Dataset items
──────────

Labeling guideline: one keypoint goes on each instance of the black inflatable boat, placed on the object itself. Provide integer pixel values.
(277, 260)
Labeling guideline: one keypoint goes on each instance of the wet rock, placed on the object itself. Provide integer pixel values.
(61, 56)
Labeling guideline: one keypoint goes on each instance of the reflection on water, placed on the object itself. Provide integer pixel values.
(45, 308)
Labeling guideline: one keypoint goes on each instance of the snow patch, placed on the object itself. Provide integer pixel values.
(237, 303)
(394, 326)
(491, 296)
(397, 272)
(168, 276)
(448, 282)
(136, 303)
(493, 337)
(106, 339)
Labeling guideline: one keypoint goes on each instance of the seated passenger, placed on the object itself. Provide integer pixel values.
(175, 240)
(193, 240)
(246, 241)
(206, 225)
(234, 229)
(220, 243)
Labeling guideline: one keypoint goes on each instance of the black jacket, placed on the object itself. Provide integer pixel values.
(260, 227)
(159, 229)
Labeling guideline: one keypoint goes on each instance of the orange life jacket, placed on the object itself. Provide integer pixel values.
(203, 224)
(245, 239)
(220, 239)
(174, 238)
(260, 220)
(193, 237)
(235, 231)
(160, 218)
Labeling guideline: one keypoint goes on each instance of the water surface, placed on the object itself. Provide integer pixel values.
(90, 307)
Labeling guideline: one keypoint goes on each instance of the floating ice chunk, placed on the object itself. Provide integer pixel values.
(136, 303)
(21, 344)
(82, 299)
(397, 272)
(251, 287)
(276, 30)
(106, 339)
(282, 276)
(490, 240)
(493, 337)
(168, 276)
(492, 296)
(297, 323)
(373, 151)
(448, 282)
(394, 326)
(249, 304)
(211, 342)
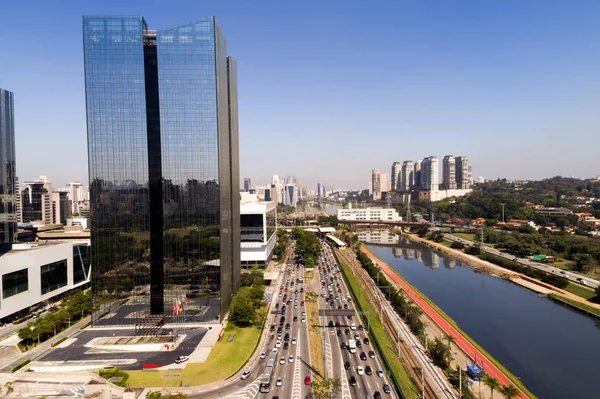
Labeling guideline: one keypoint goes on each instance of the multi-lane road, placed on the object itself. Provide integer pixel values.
(575, 278)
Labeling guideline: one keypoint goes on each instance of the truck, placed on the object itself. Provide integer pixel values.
(352, 345)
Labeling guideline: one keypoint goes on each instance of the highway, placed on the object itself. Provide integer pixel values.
(340, 363)
(589, 282)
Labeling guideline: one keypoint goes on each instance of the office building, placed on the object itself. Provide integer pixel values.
(430, 174)
(369, 215)
(396, 169)
(464, 178)
(449, 173)
(8, 178)
(407, 176)
(417, 175)
(164, 169)
(290, 195)
(376, 184)
(32, 273)
(257, 230)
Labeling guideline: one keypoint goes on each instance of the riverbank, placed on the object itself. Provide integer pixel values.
(564, 297)
(449, 326)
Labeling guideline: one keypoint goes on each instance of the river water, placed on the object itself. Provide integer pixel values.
(554, 350)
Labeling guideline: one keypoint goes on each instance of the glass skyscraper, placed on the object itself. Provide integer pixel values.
(164, 170)
(8, 197)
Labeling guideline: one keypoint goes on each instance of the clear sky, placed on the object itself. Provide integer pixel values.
(329, 90)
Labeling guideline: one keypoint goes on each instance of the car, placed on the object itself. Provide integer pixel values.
(246, 374)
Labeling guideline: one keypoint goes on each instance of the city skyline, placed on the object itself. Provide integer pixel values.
(506, 85)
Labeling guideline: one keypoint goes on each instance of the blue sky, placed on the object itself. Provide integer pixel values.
(329, 90)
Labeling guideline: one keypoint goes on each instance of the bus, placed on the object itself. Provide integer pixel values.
(267, 377)
(352, 346)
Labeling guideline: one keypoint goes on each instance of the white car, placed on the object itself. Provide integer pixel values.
(246, 374)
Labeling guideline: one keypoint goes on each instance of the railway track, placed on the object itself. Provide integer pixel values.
(431, 383)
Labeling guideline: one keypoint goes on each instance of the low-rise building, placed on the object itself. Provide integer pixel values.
(32, 273)
(369, 215)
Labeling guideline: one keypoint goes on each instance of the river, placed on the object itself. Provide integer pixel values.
(554, 350)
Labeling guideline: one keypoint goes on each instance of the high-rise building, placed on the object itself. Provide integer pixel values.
(8, 178)
(449, 173)
(247, 184)
(463, 178)
(396, 178)
(417, 175)
(376, 184)
(407, 176)
(163, 168)
(430, 174)
(290, 195)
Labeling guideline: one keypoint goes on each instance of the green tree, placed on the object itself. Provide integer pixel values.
(492, 383)
(509, 391)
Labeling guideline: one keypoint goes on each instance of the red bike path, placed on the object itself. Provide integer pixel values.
(459, 339)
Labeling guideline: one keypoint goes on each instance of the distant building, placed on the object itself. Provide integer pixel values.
(464, 178)
(396, 170)
(257, 224)
(430, 174)
(290, 195)
(8, 178)
(407, 176)
(376, 184)
(417, 175)
(369, 214)
(449, 173)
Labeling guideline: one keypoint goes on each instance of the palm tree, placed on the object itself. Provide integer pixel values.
(492, 383)
(509, 391)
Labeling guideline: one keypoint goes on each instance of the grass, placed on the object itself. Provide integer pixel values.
(397, 367)
(496, 363)
(575, 304)
(578, 290)
(225, 359)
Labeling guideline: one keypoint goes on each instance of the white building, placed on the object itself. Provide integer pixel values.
(369, 215)
(258, 230)
(290, 195)
(33, 273)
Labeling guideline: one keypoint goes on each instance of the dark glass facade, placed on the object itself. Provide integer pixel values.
(8, 198)
(14, 283)
(53, 276)
(164, 173)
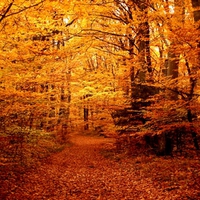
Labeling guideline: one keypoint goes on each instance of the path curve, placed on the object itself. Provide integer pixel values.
(81, 172)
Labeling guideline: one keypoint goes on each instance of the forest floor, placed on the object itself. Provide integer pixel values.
(90, 169)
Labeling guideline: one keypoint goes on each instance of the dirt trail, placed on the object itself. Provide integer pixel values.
(81, 172)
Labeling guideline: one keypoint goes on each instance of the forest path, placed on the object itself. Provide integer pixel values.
(81, 172)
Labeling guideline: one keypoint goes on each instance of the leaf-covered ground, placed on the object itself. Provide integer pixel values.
(90, 169)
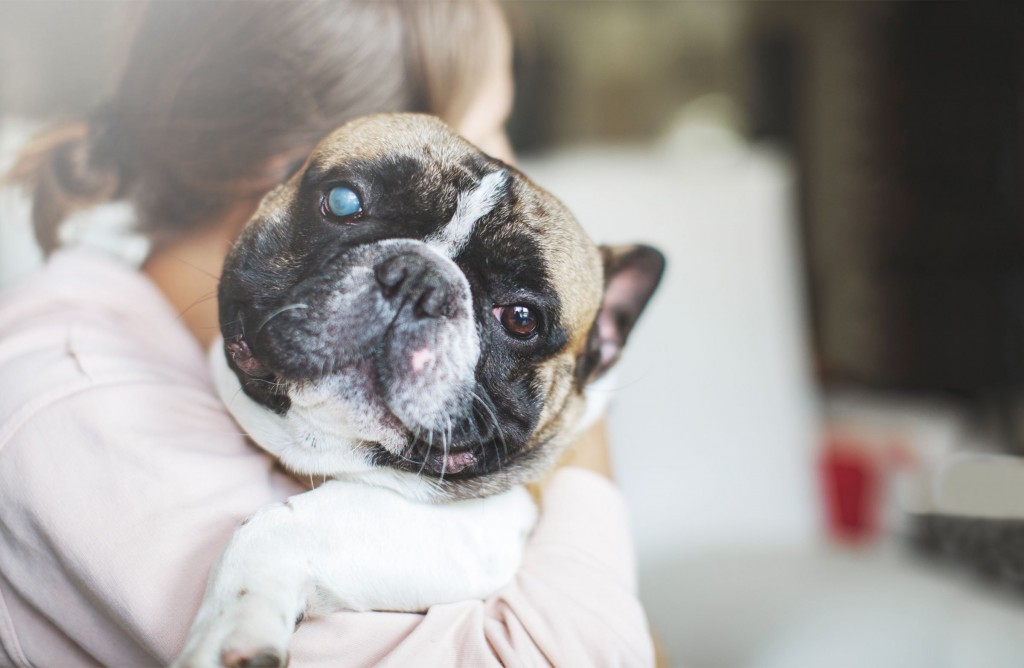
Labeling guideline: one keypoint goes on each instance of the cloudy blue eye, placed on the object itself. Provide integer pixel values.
(342, 201)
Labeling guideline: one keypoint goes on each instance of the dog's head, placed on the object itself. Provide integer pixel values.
(409, 307)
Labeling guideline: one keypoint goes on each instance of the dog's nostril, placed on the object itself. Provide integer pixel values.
(432, 301)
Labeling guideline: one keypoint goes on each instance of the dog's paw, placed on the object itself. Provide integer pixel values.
(245, 636)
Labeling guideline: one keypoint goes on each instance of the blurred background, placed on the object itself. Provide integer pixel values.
(838, 345)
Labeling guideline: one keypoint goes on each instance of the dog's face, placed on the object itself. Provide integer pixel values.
(407, 304)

──────────

# What needs to be done
Your copy should match the records above exactly, apart from the pictures, which stay out.

# Answer to this problem
Labeling guideline: one keypoint goes on each instance of the black inflatable boat, placed on the object itself. Provide integer pixel values.
(277, 260)
Labeling guideline: one keypoint goes on each instance of the wet rock, placed on the object itself. Provide integer pixel values.
(61, 56)
Labeling guideline: one keypoint goes on each instance of the reflection on water, placed on the object itself. Provide integer pixel values.
(45, 308)
Labeling guideline: one keypoint goes on each instance of the snow patch, placed on the object itself. Provide integer pixel values.
(237, 303)
(394, 326)
(491, 296)
(397, 272)
(168, 276)
(448, 282)
(136, 303)
(493, 337)
(106, 339)
Labeling guideline: one keypoint goes on each instance of the seated passenger, placed on the object itself. Provide integer pixel values.
(175, 240)
(193, 240)
(246, 241)
(206, 225)
(234, 229)
(220, 243)
Labeling guideline: one keypoint goes on each instance of the black jacket, placed on the object itself. Provide integer pixel values.
(260, 227)
(159, 229)
Labeling guideline: one keypoint goes on each instance of the orange life jacket, placed on the object itself. Provide integer pixel values.
(203, 224)
(245, 239)
(220, 239)
(174, 238)
(260, 220)
(193, 237)
(235, 231)
(160, 218)
Labeling guideline: one keypoint goes on each instance of the water surface, placed on the object itself. Provide integer pixel values.
(90, 307)
Labeling guideline: one keypoint goes on each instance of the floating ice chunk, placed on the object itself. Provide integer pixel values.
(136, 303)
(21, 344)
(82, 299)
(397, 272)
(251, 287)
(276, 30)
(106, 339)
(282, 276)
(490, 240)
(493, 337)
(168, 276)
(492, 296)
(297, 323)
(373, 151)
(448, 282)
(394, 326)
(249, 304)
(211, 342)
Labeling guideline: one keypoint goes on each instance of the multi-lane road, placed on the object itself. Provide integer pixel values.
(575, 278)
Labeling guideline: one keypoint goes on each instance of the truck, placed on the object itself. Provide integer pixel values.
(352, 345)
Labeling guideline: one keypoint goes on each instance of the highway, placed on the object itself. Provide integer pixel values.
(340, 363)
(589, 282)
Labeling guideline: one keypoint goes on each instance of the office building, placed on the object itself. Provide integer pixel values.
(430, 174)
(369, 215)
(396, 169)
(464, 178)
(449, 173)
(8, 178)
(407, 176)
(417, 175)
(164, 169)
(290, 195)
(376, 184)
(32, 273)
(257, 230)
Labeling guideline: one keypoint goes on each instance of the riverbank, placed on the object itself. Provide integer pixel values.
(564, 297)
(449, 326)
Labeling guideline: one keypoint goes on each instance of the river water, placed on the object itself. Provide integer pixel values.
(554, 350)
Labeling guideline: one keypoint goes on each instance of the glass skyscraper, placed on the object itself. Provide integer pixel values.
(164, 170)
(8, 197)
Labeling guideline: one keypoint goes on each instance of the clear sky, placed on the object itself. Provide integer pixel values.
(329, 90)
Labeling guideline: one keypoint goes on each instance of the car, placed on the object itself. Provide integer pixel values.
(246, 374)
Labeling guideline: one keypoint goes on each instance of the city skyline, placed on the object itself. Provide integer pixel values.
(506, 85)
Labeling guideline: one keypoint goes on each instance of the blue sky, placed on the object itself. Provide integer pixel values.
(329, 90)
Labeling guideline: one keypoint goes on each instance of the bus, placed on the object itself. Provide integer pixel values.
(267, 377)
(352, 346)
Labeling guideline: one keypoint goes on each instance of the white car, placed on the object itself. Provide integer pixel values.
(246, 374)
Labeling guideline: one keypoint goes on each instance of the railway track, placed on the object itself. Provide integer pixel values.
(431, 383)
Labeling guideline: one keypoint goes on each instance of the low-rise building, placed on the object itself. Provide integer pixel values.
(32, 273)
(369, 215)
Labeling guideline: one keypoint goes on each instance of the river, placed on the object itself. Provide integer pixel values.
(554, 350)
Labeling guideline: one keypoint goes on each instance of the high-rise building, placed on the object itself. Provide integer pixel values.
(8, 178)
(449, 173)
(247, 184)
(463, 178)
(396, 178)
(417, 175)
(376, 184)
(407, 176)
(163, 168)
(430, 174)
(290, 195)
Labeling guideline: one keypoint goes on each instance of the green tree, placed on the object itself. Provide integer pixel values.
(492, 383)
(509, 391)
Labeling guideline: one keypoint goes on each instance of the red bike path, placed on the object itself. Provide integer pixel values.
(459, 339)
Labeling guideline: one keypoint goes on each instance of the distant building, placed on the object itself. Provide integer pixel values.
(464, 178)
(396, 170)
(257, 224)
(430, 174)
(290, 195)
(8, 178)
(407, 176)
(376, 184)
(417, 175)
(369, 214)
(449, 173)
Labeling guideline: one keypoint goes on each instance of the palm tree, placed on the object itself. Provide integer pixel values.
(492, 383)
(509, 391)
Labeling guideline: one keypoint goes on each instance of the grass, placed on the object itself. Provide integer pixel values.
(397, 367)
(496, 363)
(575, 304)
(578, 290)
(225, 359)
Labeling guideline: one keypoint goes on each instance of the white building, placed on the object itself. Provide integer pixel values.
(369, 215)
(258, 230)
(290, 195)
(33, 273)
Labeling guideline: one keypoint goes on each instance of the dark glass facade, placed on the object itself. Provide integer pixel values.
(8, 198)
(14, 283)
(53, 276)
(164, 173)
Labeling guideline: one keypoint goes on each instance of the path curve, placed on the object itself. Provide integer pixel values.
(81, 172)
Labeling guideline: one keypoint goes on each instance of the forest floor, placed on the object itself. Provide integer pixel values.
(90, 169)
Labeling guideline: one keypoint goes on each instance of the dirt trail, placed on the object itself. Provide integer pixel values.
(81, 172)
Labeling guideline: one keypoint goes on each instance of the forest path, placed on the object itself. Provide integer pixel values.
(81, 172)
Labeling guideline: one keypoint goes on each instance of the leaf-covered ground, placed on the object itself. Provide integer pixel values.
(90, 169)
Labeling guideline: one keypoint goes on each instance of the cloudy blue eye, placed on the object itself. Provide integer pixel values.
(342, 201)
Labeling guideline: one keypoint goes on each instance of the dog's head, placed on the object itself. Provide integer pixel values.
(409, 307)
Labeling guideline: one keypoint goes on each instance of the dog's nostril, placed on the object itself. Provide integer pixel values.
(432, 301)
Labeling guideline: one keypoint goes on each instance of the dog's paw, placed on the object itself. Provide integer pixel values.
(245, 636)
Labeling guideline: one keypoint goes on each instance of the blurred background, placed on the object itself. Provide integer pixel values.
(838, 345)
Labeling guideline: one keypoint goes on each instance of the dog's face, placed on the object itself. Provide integer pixel values.
(407, 304)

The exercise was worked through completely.